Objective: Put each line of the records below into a Markdown table with the columns "Row" and "Line", numbering the rows and leaving out blank lines.
==== Data for this task ====
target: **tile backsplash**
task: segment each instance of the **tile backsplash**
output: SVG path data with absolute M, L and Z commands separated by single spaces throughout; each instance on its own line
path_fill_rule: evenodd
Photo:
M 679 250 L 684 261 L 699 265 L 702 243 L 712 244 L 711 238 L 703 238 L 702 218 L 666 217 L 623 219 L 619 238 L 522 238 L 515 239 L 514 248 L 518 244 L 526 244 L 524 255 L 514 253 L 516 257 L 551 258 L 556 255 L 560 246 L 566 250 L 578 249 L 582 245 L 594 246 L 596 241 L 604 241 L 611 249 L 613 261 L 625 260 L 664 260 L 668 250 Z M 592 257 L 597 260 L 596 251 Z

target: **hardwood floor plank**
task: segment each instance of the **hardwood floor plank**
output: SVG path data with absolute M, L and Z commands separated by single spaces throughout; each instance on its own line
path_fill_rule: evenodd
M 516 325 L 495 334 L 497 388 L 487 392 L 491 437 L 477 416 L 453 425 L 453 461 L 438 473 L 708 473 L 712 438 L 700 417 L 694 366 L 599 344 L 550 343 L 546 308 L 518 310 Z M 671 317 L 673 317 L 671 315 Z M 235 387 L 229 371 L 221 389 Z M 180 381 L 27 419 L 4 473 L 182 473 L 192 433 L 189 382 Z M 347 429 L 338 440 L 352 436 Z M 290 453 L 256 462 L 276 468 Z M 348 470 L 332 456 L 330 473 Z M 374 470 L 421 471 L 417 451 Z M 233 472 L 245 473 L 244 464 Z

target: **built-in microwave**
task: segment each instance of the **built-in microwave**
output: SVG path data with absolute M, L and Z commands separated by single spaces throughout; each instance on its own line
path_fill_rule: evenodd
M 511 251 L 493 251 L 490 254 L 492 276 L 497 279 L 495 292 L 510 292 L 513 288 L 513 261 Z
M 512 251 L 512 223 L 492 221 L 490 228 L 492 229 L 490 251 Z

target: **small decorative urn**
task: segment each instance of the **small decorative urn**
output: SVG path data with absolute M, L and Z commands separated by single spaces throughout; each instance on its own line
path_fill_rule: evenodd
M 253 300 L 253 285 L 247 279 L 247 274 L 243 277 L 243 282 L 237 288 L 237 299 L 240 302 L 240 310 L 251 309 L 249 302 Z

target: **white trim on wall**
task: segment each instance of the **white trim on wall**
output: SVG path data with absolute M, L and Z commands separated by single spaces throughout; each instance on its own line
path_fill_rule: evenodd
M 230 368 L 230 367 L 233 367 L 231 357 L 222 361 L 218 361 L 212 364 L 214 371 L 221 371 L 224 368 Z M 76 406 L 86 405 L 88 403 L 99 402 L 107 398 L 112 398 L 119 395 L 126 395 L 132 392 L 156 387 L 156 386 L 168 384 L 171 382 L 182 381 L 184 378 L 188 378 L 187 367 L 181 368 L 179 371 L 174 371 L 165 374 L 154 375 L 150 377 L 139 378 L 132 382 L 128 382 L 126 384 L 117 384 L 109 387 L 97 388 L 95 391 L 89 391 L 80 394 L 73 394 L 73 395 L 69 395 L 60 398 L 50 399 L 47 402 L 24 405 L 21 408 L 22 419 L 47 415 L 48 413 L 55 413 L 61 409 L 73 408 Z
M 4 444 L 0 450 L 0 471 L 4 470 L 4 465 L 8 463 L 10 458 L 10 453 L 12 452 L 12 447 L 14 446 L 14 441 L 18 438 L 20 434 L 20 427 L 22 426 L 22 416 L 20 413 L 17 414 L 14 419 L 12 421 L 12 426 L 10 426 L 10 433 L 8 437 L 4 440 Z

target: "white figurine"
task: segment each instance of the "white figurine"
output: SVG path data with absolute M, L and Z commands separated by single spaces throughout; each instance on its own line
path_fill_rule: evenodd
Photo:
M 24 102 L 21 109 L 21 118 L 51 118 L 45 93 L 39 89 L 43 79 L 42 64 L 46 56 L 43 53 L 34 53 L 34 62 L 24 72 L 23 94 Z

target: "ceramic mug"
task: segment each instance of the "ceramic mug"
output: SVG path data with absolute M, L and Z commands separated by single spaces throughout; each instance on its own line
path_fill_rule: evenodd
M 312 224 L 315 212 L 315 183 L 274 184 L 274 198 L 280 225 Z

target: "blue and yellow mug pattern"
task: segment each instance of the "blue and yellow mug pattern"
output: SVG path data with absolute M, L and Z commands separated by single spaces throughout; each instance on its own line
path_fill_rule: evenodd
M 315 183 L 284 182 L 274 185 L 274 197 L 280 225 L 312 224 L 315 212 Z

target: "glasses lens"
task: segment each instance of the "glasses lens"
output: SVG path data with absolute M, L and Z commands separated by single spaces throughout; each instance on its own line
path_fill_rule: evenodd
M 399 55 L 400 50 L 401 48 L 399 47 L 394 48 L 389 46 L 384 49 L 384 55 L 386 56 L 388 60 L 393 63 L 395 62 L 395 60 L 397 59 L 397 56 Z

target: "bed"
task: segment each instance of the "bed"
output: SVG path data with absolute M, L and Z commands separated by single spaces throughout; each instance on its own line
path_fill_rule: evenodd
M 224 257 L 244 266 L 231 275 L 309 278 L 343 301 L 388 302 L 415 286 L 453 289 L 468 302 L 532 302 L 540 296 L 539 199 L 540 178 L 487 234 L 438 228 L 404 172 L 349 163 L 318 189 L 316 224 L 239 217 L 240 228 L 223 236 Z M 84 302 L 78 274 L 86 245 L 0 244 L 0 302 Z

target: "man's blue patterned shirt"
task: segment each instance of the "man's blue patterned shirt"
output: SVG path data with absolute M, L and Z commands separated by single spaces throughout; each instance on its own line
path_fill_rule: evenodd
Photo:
====
Answer to the problem:
| Row | Line |
|---|---|
| 1 | target: **tile backsplash** |
| 2 | task: segment each instance of the **tile backsplash** |
| 3 | output: SVG path data with absolute M, L and Z commands separated by single spaces throughout; each instance on its own line |
| 4 | path_fill_rule: evenodd |
| 5 | Photo: |
| 6 | M 679 250 L 684 261 L 699 265 L 702 243 L 712 244 L 711 238 L 703 238 L 702 218 L 666 217 L 623 219 L 619 238 L 522 238 L 515 239 L 514 248 L 518 244 L 526 244 L 524 255 L 514 253 L 516 257 L 551 258 L 556 255 L 560 246 L 566 250 L 578 249 L 582 245 L 594 246 L 596 241 L 604 241 L 611 249 L 613 261 L 625 260 L 664 260 L 668 250 Z M 592 257 L 597 260 L 596 251 Z |
| 7 | target: **hardwood floor plank** |
| 8 | task: segment each instance of the **hardwood floor plank** |
| 9 | output: SVG path data with absolute M, L and Z commands separated by single spaces throughout; each instance on its own line |
| 10 | path_fill_rule: evenodd |
| 11 | M 516 325 L 495 334 L 497 388 L 487 392 L 491 437 L 477 416 L 453 425 L 453 461 L 438 473 L 708 473 L 712 438 L 700 417 L 694 366 L 599 344 L 550 343 L 546 308 L 518 310 Z M 671 317 L 673 317 L 671 315 Z M 235 387 L 229 371 L 221 389 Z M 180 381 L 27 419 L 4 473 L 182 473 L 192 433 L 189 382 Z M 347 429 L 338 440 L 352 436 Z M 290 453 L 256 462 L 276 468 Z M 348 470 L 332 456 L 330 473 Z M 374 470 L 421 471 L 417 451 Z M 233 472 L 245 473 L 244 464 Z |
| 12 | target: **built-in microwave** |
| 13 | task: segment each instance of the **built-in microwave** |
| 14 | output: SVG path data with absolute M, L and Z commands separated by single spaces throughout; each instance on its own line |
| 15 | path_fill_rule: evenodd |
| 16 | M 511 251 L 493 251 L 490 254 L 492 276 L 497 279 L 495 292 L 510 292 L 513 288 L 513 261 Z |
| 17 | M 512 251 L 512 223 L 492 221 L 490 228 L 492 229 L 490 251 Z |
| 18 | target: **small decorative urn** |
| 19 | task: segment each instance of the **small decorative urn** |
| 20 | output: SVG path data with absolute M, L and Z commands separated by single spaces throughout; each instance on its own line |
| 21 | path_fill_rule: evenodd |
| 22 | M 253 300 L 253 285 L 247 279 L 247 274 L 243 277 L 243 282 L 237 288 L 237 299 L 240 302 L 240 310 L 251 309 L 249 302 Z |
| 23 | target: **white trim on wall** |
| 24 | task: segment each instance of the **white trim on wall** |
| 25 | output: SVG path data with absolute M, L and Z commands separated by single spaces throughout; each instance on its own line |
| 26 | path_fill_rule: evenodd |
| 27 | M 230 368 L 230 367 L 233 367 L 231 357 L 222 361 L 218 361 L 212 364 L 214 371 L 221 371 L 224 368 Z M 76 406 L 86 405 L 88 403 L 99 402 L 107 398 L 112 398 L 119 395 L 126 395 L 132 392 L 156 387 L 156 386 L 168 384 L 171 382 L 182 381 L 184 378 L 188 378 L 187 367 L 181 368 L 179 371 L 174 371 L 165 374 L 154 375 L 150 377 L 139 378 L 132 382 L 128 382 L 126 384 L 117 384 L 109 387 L 97 388 L 95 391 L 89 391 L 80 394 L 73 394 L 73 395 L 69 395 L 60 398 L 50 399 L 47 402 L 24 405 L 21 408 L 22 419 L 47 415 L 48 413 L 55 413 L 61 409 L 73 408 Z |
| 28 | M 4 444 L 0 450 L 0 471 L 4 470 L 4 465 L 8 463 L 10 458 L 10 453 L 12 452 L 12 447 L 14 446 L 14 441 L 18 438 L 20 434 L 20 427 L 22 426 L 22 416 L 20 413 L 17 414 L 14 419 L 12 421 L 12 426 L 10 426 L 10 433 L 8 437 L 4 440 Z |
| 29 | target: "white figurine" |
| 30 | task: segment each instance of the "white figurine" |
| 31 | output: SVG path data with absolute M, L and Z commands separated by single spaces throughout; each instance on its own line |
| 32 | path_fill_rule: evenodd |
| 33 | Photo: |
| 34 | M 24 102 L 21 109 L 21 118 L 51 118 L 45 93 L 39 89 L 43 79 L 42 64 L 46 56 L 43 53 L 34 53 L 34 62 L 24 72 L 23 94 Z |
| 35 | target: "ceramic mug" |
| 36 | task: segment each instance of the "ceramic mug" |
| 37 | output: SVG path data with absolute M, L and Z commands separated by single spaces throughout; each instance on its own line |
| 38 | path_fill_rule: evenodd |
| 39 | M 312 224 L 315 212 L 315 183 L 274 184 L 274 198 L 280 225 Z |
| 40 | target: "blue and yellow mug pattern" |
| 41 | task: segment each instance of the "blue and yellow mug pattern" |
| 42 | output: SVG path data with absolute M, L and Z commands separated by single spaces throughout; each instance on its own line |
| 43 | path_fill_rule: evenodd |
| 44 | M 315 183 L 284 182 L 274 185 L 274 197 L 280 225 L 312 224 L 315 212 Z |
| 45 | target: "glasses lens" |
| 46 | task: segment each instance of the "glasses lens" |
| 47 | output: SVG path data with absolute M, L and Z commands separated by single spaces throughout; each instance on its own line |
| 48 | path_fill_rule: evenodd |
| 49 | M 399 55 L 400 50 L 401 48 L 399 47 L 394 48 L 389 46 L 384 49 L 384 55 L 386 56 L 388 60 L 393 63 L 395 62 L 395 60 L 397 59 L 397 56 Z |
| 50 | target: "bed" |
| 51 | task: segment each instance of the "bed" |
| 52 | output: SVG path data with absolute M, L and Z commands separated by single spaces throughout; each instance on its own line |
| 53 | path_fill_rule: evenodd |
| 54 | M 224 257 L 244 266 L 231 275 L 309 278 L 343 301 L 388 302 L 415 286 L 453 289 L 468 302 L 532 302 L 540 296 L 539 199 L 540 178 L 487 234 L 438 228 L 404 172 L 349 163 L 318 189 L 316 224 L 239 217 L 240 228 L 223 236 Z M 84 302 L 78 274 L 86 245 L 0 244 L 0 302 Z |
| 55 | target: "man's blue patterned shirt" |
| 56 | task: segment each instance of the "man's blue patterned shirt" |
| 57 | output: SVG path data with absolute M, L and Z commands separated by single spaces throughout; each instance on its own line |
| 58 | path_fill_rule: evenodd |
| 59 | Photo: |